* **EXERCISE PROMPT**
Search the listing below for the word "board" and copy each line where it appears.

* **EXERCISE DATA**
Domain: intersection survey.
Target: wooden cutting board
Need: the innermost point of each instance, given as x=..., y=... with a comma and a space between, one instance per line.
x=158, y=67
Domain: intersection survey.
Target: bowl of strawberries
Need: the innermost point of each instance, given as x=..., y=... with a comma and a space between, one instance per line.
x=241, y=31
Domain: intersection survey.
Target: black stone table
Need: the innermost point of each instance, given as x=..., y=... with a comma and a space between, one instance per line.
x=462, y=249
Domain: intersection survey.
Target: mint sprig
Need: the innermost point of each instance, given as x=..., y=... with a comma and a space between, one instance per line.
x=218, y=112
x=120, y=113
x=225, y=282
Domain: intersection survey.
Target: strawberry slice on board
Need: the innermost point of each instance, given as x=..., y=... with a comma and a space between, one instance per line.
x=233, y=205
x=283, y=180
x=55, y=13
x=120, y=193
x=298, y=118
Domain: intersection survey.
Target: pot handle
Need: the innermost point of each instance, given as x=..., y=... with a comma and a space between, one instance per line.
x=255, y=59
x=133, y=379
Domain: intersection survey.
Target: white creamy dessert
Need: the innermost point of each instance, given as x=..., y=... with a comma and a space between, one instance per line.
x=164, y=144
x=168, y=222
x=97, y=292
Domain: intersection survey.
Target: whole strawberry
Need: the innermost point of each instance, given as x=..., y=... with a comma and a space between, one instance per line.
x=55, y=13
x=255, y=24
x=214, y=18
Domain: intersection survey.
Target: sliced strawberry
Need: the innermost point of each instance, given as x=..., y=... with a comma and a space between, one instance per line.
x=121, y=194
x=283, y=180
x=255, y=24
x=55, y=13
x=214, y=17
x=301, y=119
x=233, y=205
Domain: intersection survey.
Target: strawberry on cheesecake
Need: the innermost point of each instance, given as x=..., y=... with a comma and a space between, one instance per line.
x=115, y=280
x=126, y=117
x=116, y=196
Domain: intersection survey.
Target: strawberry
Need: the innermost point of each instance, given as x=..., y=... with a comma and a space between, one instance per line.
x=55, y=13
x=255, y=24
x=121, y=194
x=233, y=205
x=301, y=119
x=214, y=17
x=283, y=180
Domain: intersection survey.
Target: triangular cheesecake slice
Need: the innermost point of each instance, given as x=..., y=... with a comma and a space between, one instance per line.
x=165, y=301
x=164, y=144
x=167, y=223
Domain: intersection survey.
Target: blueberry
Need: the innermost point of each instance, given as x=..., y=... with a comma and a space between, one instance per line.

* **RESPONSE TO THE EXERCISE**
Target: wooden cutting board
Target: strawberry slice on board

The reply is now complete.